Prompt 1 –
Can you rewrite the listing, from the line containing "Crop-scouting request: mark the black" through the listing's final line, keeping every request as it stands but adjusting each answer coordinate by adding -141 to it?

Text section –
────────────────────────────────────────
To understand Orthodox Christianity it is important to understand that it does not attribute its “birthday” to 33 A.D. as other churches may. The Pentecost is a pivotal time in the history and truth of the church. However, Orthodox Christianity believes that when God created the world and Adam and Eve in Paradise, His Holy Church and reign existed in human terms and in human time – then.

But Orthodox Christians believe the church existed before creation, given we believe in a God Who is unbounded, an eternal God. This is why the priest, during the Divine Liturgy, prays the following words:

It is proper and just to sing to You, to bless You, to praise You, to thank You, to worship You in every place of Your kingdom, for You are God, ineffable, inconceivable, invisible, incomprehensible, ever existing yet ever the same, You and Your only-begotten Son and Your Holy Spirit. (Emphasis added.)

Orthodox Christians believe in an unknowable God, an eternal God – without beginning and without end – a merciful God, a loving, kind, and gentle God. Because of this we address the fall of man in Paradise with the following liturgical prayer:

You brought us out of non-existence into being and, when we had fallen, You raised us up again, and left nothing undone to lead us to heaven and to bestow upon us your future kingdom. (Emphasis added.)

That God “left nothing undone to lead us to heaven and to bestow upon us Your future kingdom” is an acclamation of the fullness and completeness of God’s second gift to mankind, after the Creation. And because God is by definition infallible, nothing more, no one else, is required for man’s salvation.

An affirmation of the above is given during the Divine Liturgy when the priest states:

You loved Your world so much that You gave Your only-begotten Son, that everyone who believes in Him should not perish, but should have everlasting life.

All of the above quotes are from the Divine Liturgy of the Holy Orthodox Church – a liturgy that glorifies and gives thanks to God; moreover they are quotes that have their roots in the Liturgy of St. James, the oldest Eucharistic service in continuous use. It is the ancient liturgy of the Church of Jerusalem and is attributed to the Apostle James the Just, the Brother of the Lord.

The general scholarly consensus is that this liturgy originated in Jerusalem, and was written during the late fourth or early fifth century. But that which was written was preceded by an oral tradition. And this oral tradition could have easily existed a century or more before it was written, at least the written fragments that have come to us to this date.
────────────────────────────────────────
(Object position labeling entries)
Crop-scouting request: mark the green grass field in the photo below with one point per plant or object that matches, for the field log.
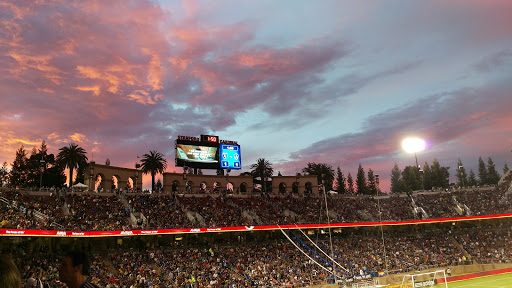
(496, 281)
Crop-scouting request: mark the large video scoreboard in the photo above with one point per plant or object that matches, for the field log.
(207, 152)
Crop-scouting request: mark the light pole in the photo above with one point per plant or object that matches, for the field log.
(414, 145)
(41, 177)
(136, 180)
(91, 175)
(137, 166)
(380, 220)
(462, 176)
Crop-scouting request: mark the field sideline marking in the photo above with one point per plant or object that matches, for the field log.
(468, 285)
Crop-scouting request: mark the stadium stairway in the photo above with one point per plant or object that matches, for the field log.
(457, 244)
(132, 218)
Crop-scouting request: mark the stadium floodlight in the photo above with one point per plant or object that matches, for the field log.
(413, 145)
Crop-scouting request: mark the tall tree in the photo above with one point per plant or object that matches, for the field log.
(350, 184)
(323, 172)
(396, 176)
(482, 172)
(361, 181)
(440, 175)
(427, 177)
(411, 178)
(372, 185)
(472, 181)
(340, 182)
(153, 163)
(493, 177)
(462, 177)
(72, 157)
(4, 174)
(264, 170)
(18, 173)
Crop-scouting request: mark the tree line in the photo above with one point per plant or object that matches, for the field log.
(436, 176)
(44, 169)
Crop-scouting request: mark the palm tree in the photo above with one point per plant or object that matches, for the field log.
(153, 163)
(71, 156)
(262, 169)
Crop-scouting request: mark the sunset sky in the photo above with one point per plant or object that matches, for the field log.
(336, 82)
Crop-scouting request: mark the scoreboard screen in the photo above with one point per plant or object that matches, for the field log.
(230, 156)
(195, 153)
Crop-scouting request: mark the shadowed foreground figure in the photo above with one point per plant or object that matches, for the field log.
(74, 269)
(10, 276)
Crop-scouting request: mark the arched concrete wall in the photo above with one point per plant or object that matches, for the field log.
(196, 180)
(107, 172)
(237, 181)
(289, 180)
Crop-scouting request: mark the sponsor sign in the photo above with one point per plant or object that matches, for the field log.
(425, 283)
(23, 232)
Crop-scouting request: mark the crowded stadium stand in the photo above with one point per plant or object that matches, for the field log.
(452, 228)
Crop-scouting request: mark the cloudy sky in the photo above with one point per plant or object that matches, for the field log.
(336, 82)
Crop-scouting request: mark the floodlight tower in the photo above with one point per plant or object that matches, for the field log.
(415, 145)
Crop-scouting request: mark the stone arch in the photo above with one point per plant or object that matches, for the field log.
(130, 183)
(282, 188)
(175, 186)
(189, 186)
(243, 188)
(203, 187)
(308, 188)
(230, 187)
(116, 183)
(100, 182)
(295, 188)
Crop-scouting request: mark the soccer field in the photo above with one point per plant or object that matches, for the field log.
(497, 281)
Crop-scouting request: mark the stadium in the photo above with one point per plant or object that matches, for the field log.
(232, 238)
(305, 93)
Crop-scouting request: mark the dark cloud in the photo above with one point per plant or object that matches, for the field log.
(440, 119)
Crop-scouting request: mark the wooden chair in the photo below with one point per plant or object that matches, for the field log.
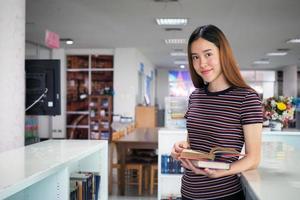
(114, 165)
(153, 177)
(134, 175)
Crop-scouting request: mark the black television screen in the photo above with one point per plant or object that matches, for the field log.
(42, 87)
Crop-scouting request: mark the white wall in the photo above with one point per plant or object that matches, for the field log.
────────────────────────────────────────
Prompt 2 –
Could you continue the passage on Orthodox Christianity and the Divine Liturgy from its last sentence?

Task result 1 –
Crop-scouting request: mark the black television screen in the photo above with one point per plant or object that matches, for the field log.
(-99, -54)
Crop-scouting request: mark the white wall in the photo above with one point per plant or object that matches, for the field log.

Task result 2 –
The Liturgy of St. James quickly became the primary liturgy in Jerusalem and Antioch. Although it was later superseded in Jerusalem and Antioch by the Liturgy of St. Basil and the Liturgy of St. John Chrysostom, it had already spread to other areas of the Church. The oldest manuscript traditions are in Greek and Syriac, and there are also extant manuscripts in Armenian, Ethiopic, Georgian, and Old Slavonic. We have further evidence in the catechetical discourses of St. Cyril of Jerusalem. The discourses were held about the year 347 or 348 in the Church of the Holy Sepulchre; it is obvious that they describe the liturgy known to his hearers there.

Indeed, the fragmented manuscripts that have been found are but reflections of a profoundly abundant oral tradition that existed in the milieu of the time.

The continuance of this milieu exists to this date. Acknowledging this the priest prays early in the Divine Liturgy:

O Lord our God, Whose might is beyond description, Whose glory surpasses all understanding, Whose mercy is without limit, Whose love for mankind is beyond expression; O Master, in Your kindness look down upon us and this Holy Church and bestow upon us and those praying with us your abundant mercies and compassion.

O Lord our God, save your people and bless your inheritance. Preserve the fullness of your Church, sanctify those who love the beauty of Your House, glorify them by your divine might and forsake us not who put our hope in You. (Emphasis added.)

The church of the pre-eternal God exists today, in Orthodox Christianity, because God does not fail and He “left nothing undone to lead us to heaven and to bestow upon us [His] future kingdom.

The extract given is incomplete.